## WORK TASK:
Every line of the data below should be printed exactly.
--- AVAILABLE DATA ---
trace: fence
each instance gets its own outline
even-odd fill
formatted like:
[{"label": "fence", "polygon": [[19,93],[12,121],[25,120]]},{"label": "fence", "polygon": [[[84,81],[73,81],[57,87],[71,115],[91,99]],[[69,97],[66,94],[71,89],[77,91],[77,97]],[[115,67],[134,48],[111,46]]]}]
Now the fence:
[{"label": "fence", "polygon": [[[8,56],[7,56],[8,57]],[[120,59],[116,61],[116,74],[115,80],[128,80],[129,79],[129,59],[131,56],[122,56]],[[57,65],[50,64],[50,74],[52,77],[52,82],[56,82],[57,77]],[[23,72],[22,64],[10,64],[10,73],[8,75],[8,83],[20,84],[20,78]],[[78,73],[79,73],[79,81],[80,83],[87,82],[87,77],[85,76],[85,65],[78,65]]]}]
---
## SOLUTION TO THIS PROBLEM:
trace: fence
each instance gets its own outline
even-odd fill
formatted like:
[{"label": "fence", "polygon": [[19,93],[12,121],[25,120]]},{"label": "fence", "polygon": [[[84,81],[73,81],[57,87],[71,115],[91,99]],[[69,97],[66,94],[71,89],[77,91],[77,97]],[[115,67],[134,48],[111,46]]]}]
Now the fence:
[{"label": "fence", "polygon": [[[8,56],[7,56],[8,57]],[[120,59],[116,61],[116,74],[115,80],[128,80],[129,79],[129,59],[131,56],[122,56]],[[57,65],[50,64],[50,74],[52,77],[52,82],[56,82],[57,77]],[[23,72],[22,64],[10,64],[10,73],[8,75],[8,83],[20,84],[20,78]],[[78,73],[79,73],[79,81],[80,83],[87,82],[87,77],[85,76],[85,65],[78,65]]]}]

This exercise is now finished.